**Supplied entries**
------
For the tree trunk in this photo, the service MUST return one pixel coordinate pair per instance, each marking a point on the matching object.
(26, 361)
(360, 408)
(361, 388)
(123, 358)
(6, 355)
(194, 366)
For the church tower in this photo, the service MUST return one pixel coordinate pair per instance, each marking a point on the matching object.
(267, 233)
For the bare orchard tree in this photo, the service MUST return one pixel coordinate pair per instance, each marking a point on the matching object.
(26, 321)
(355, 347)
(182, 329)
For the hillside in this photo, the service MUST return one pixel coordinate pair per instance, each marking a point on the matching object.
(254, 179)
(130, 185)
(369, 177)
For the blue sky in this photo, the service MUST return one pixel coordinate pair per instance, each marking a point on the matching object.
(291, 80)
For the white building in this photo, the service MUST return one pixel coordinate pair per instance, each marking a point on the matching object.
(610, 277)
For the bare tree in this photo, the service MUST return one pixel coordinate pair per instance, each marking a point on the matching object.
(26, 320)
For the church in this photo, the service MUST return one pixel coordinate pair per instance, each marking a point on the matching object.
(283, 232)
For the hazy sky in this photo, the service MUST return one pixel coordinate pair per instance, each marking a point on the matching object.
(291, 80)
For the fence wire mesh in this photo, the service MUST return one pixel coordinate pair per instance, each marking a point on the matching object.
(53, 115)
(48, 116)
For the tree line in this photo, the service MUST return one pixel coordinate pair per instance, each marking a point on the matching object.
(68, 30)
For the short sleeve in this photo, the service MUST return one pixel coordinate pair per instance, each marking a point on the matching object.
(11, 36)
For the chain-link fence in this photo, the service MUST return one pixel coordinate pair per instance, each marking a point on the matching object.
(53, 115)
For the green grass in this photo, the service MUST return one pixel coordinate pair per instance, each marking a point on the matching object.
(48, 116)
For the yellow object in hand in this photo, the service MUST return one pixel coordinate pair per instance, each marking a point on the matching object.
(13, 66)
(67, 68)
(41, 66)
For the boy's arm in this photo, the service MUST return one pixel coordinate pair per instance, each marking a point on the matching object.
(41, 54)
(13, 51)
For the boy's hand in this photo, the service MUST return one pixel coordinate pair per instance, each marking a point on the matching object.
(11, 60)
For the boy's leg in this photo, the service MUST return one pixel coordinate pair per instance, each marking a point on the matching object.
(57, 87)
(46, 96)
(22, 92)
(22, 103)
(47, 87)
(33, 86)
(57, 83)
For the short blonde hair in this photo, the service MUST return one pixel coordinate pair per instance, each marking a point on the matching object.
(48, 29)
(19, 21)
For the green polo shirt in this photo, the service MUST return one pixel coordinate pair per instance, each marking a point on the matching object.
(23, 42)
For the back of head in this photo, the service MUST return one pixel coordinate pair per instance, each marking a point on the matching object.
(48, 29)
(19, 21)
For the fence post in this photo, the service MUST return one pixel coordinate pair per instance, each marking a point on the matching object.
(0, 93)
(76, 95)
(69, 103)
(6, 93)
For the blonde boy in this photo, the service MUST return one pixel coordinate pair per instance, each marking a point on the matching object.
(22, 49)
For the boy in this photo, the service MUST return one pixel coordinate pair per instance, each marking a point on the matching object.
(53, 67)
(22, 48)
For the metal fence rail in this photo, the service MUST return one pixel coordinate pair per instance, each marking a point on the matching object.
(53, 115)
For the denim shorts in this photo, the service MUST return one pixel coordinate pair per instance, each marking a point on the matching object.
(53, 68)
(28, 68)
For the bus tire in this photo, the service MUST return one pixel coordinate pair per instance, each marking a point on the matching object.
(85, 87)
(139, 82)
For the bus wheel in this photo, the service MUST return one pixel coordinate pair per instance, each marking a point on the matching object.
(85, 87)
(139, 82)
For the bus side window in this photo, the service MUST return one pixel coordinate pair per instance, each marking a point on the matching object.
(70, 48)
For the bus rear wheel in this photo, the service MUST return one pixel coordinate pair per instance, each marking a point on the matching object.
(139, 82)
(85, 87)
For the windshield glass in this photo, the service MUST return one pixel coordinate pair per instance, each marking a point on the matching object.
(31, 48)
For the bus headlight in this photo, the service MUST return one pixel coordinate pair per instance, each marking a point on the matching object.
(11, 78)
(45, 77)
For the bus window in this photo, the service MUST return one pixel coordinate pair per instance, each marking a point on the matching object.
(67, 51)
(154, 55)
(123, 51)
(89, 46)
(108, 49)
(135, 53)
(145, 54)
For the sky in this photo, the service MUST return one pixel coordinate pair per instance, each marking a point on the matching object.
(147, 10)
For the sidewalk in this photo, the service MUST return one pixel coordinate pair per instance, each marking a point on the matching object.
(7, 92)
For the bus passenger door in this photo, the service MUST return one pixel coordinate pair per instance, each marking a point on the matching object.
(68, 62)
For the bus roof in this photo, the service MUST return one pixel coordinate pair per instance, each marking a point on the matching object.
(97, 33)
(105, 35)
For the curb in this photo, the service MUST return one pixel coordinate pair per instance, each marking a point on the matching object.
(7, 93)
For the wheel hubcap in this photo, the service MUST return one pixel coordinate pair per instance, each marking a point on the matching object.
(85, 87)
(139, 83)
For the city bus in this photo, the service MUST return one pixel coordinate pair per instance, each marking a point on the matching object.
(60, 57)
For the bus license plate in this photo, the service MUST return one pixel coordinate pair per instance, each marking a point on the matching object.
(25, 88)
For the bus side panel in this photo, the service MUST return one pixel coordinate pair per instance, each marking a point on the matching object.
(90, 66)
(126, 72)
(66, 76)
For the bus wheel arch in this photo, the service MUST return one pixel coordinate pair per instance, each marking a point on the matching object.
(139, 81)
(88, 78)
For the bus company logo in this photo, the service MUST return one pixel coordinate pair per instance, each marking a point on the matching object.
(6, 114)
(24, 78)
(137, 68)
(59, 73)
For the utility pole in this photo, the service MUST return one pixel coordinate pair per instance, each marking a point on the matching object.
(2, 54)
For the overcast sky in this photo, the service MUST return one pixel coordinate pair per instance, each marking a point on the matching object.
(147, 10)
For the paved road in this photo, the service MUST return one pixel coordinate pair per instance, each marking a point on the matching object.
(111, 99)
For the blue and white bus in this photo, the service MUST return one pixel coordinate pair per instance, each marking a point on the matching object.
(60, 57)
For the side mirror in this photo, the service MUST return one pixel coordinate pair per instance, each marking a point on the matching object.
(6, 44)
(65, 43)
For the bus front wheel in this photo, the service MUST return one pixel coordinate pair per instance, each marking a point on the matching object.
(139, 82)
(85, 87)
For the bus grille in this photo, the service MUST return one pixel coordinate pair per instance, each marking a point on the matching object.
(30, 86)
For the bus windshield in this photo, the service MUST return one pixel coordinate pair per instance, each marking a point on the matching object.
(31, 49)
------
**What you need to do**
Exactly as shown, repeat every record.

**Exercise result**
For the tree trunk in this photo, the service MUST return one pixel coordinate pair per instance, each marking a point on the matching object.
(26, 361)
(360, 408)
(361, 388)
(123, 358)
(6, 355)
(194, 366)
For the church tower in this photo, the service MUST return one pixel coordinate pair per instance, each marking a point on the matching object.
(267, 233)
For the bare orchard tree in this photo, the service MUST return one pixel coordinate pair per instance, each marking a point on the matching object.
(26, 321)
(355, 347)
(182, 329)
For the hillside in this photo, the service MUST return one pixel coordinate pair per instance, each marking a point on the matching object.
(254, 179)
(130, 185)
(369, 177)
For the blue sky in this photo, the service MUST return one pixel coordinate pair per instance, each marking a point on the matching object.
(291, 80)
For the white building in this photo, the service MUST return one pixel coordinate pair per instance, each marking a point on the matching object.
(610, 277)
For the bare tree in this photo, the service MUST return one pixel coordinate pair per instance, each marking a point on the matching object.
(26, 320)
For the church in this photo, the service MUST return one pixel coordinate pair per instance, each marking a point on the matching object.
(283, 232)
For the hazy sky in this photo, the service MUST return one pixel coordinate pair per instance, each marking a point on the matching object.
(291, 80)
For the fence wire mesh in this photo, the service MUST return one pixel coordinate pair per instance, each marking a point on the matching object.
(53, 115)
(48, 116)
For the tree line in this photo, the service MUST return one pixel coordinate pair per instance, each marking a point on the matching object.
(68, 30)
For the short sleeve in this photo, the service MUST return one pixel coordinate pair per instance, each marking a point on the matching object.
(11, 36)
For the chain-link fence in this photo, the service MUST return one pixel coordinate pair per instance, each marking a point on the matching object.
(53, 115)
For the green grass in this photo, the service MUST return one pixel coordinate pair per instance, each marking a point on the matching object.
(48, 116)
For the yellow object in hand in this photo, the service MUST return one pixel coordinate pair per instance, each marking a point on the matching object.
(13, 66)
(67, 68)
(41, 66)
For the boy's arm in this photo, the service MUST return one pixel coordinate pair per instance, each marking a point on the matching object.
(41, 54)
(13, 51)
For the boy's hand in this photo, the service MUST return one pixel coordinate pair per instance, each marking a point on the matching object.
(11, 60)
For the boy's leg in this photo, the service MUST return one pixel coordinate pair per instance, each marking a point on the matching object.
(57, 87)
(46, 96)
(22, 92)
(22, 103)
(47, 87)
(33, 86)
(57, 83)
For the short blonde hair in this photo, the service MUST return one pixel coordinate pair per instance, each marking a point on the matching object.
(48, 29)
(19, 21)
For the green polo shirt in this photo, the service MUST return one pixel coordinate pair per instance, each marking a point on the matching object.
(23, 42)
For the back of head in this photo, the service MUST return one pixel coordinate pair per instance, each marking a point on the matching object.
(48, 29)
(19, 21)
For the fence post in this photo, the service MUST return one pixel coordinate pair per instance, each marking a point on the matching object.
(0, 93)
(76, 95)
(69, 103)
(6, 93)
For the blonde boy in this photo, the service MUST return one pixel coordinate pair per instance, each marking a point on the matching object.
(22, 49)
For the boy in this photo, the service MUST return one pixel coordinate pair per instance, each marking a point on the matching object.
(53, 67)
(22, 48)
For the metal fence rail in this photo, the service MUST return one pixel coordinate pair per instance, each marking a point on the matching object.
(53, 115)
For the denim shorts in this photo, the service MUST return one pixel coordinate pair per instance, each marking a point on the matching object.
(53, 68)
(28, 68)
For the bus tire in this photo, the service MUST return one pixel coordinate pair per instance, each marking a point on the matching object.
(85, 87)
(139, 82)
For the bus wheel in this photo, the service MUST return one pixel coordinate pair per instance, each marking a point on the matching object.
(85, 87)
(139, 82)
For the bus side window in this photo, the service MUST return one pixel coordinate pair per instance, each marking a point on the matching object.
(70, 48)
For the bus rear wheel in this photo, the service MUST return one pixel coordinate pair per instance, each marking a point on the matching object.
(139, 82)
(85, 87)
For the windshield glass in this photo, the service MUST return one pixel coordinate pair per instance, each marking a point on the matching object.
(31, 48)
For the bus headlight in this photo, the service MUST return one pixel coordinate pair per instance, each marking a point on the matching object.
(11, 78)
(45, 77)
For the bus window in this photo, the service MUST return one pixel coordinate pair per instance, each marking a point on the matching object.
(67, 51)
(154, 55)
(123, 51)
(89, 46)
(108, 49)
(135, 53)
(145, 54)
For the sky in this photo, the service MUST return one pixel coordinate pair per instance, each marking a point on the matching object.
(147, 10)
For the sidewalk in this photo, the service MUST return one pixel coordinate pair per instance, each marking a point on the matching object.
(7, 92)
For the bus passenger door in this photo, the service MUST return one pixel coordinate pair per instance, each marking a point on the matching object.
(68, 62)
For the bus roof in this photo, the service MUST return one pixel coordinate pair per instance, each marking a point on the matching object.
(97, 33)
(105, 35)
For the curb in this photo, the service MUST return one pixel coordinate pair per instance, each marking a point on the matching object.
(7, 93)
For the wheel hubcap in this photo, the service MUST return one pixel coordinate pair per instance, each marking a point on the matching object.
(85, 87)
(139, 83)
For the city bus in this photo, the service MUST return one pixel coordinate pair per instance, each marking a point on the matching object.
(60, 57)
For the bus license plate in this photo, the service MUST return one pixel coordinate pair per instance, each marking a point on the matching object.
(25, 88)
For the bus side panel in this photo, the service MUST return one pixel coordinate pair per instance, each marking a point on the matching object.
(90, 66)
(126, 72)
(66, 76)
For the bus wheel arch in this photo, the service MUST return one pixel coordinate pair per instance, each marking a point on the matching object.
(139, 81)
(88, 78)
For the bus company logo in this photo, the service MUST return one pixel coordinate pair per instance, each marking a point on the matching object.
(6, 114)
(24, 78)
(137, 68)
(59, 73)
For the utility pole in this photo, the service MUST return one pixel coordinate pair per instance, each marking a point on the matching object.
(2, 54)
For the overcast sky in this photo, the service MUST return one pixel coordinate pair per instance, each marking a point on the matching object.
(147, 10)
For the paved road in this photo, the service MUST return one pixel coordinate pair per instance, each marking a point on the matching object.
(111, 99)
For the blue and white bus in this photo, the service MUST return one pixel coordinate pair per instance, each marking a point on the matching object.
(60, 57)
For the side mirror in this photo, the service MUST return one pixel coordinate pair per instance, each marking a point on the matching object.
(6, 44)
(65, 43)
For the bus front wheel in this photo, the service MUST return one pixel coordinate pair per instance, each marking a point on the matching object.
(139, 82)
(85, 87)
For the bus grille in this photo, the service MUST return one pixel coordinate pair per instance, each marking a point on the matching object.
(30, 86)
For the bus windshield in this photo, the service MUST return one pixel coordinate pair per instance, each marking a point on the matching object.
(31, 49)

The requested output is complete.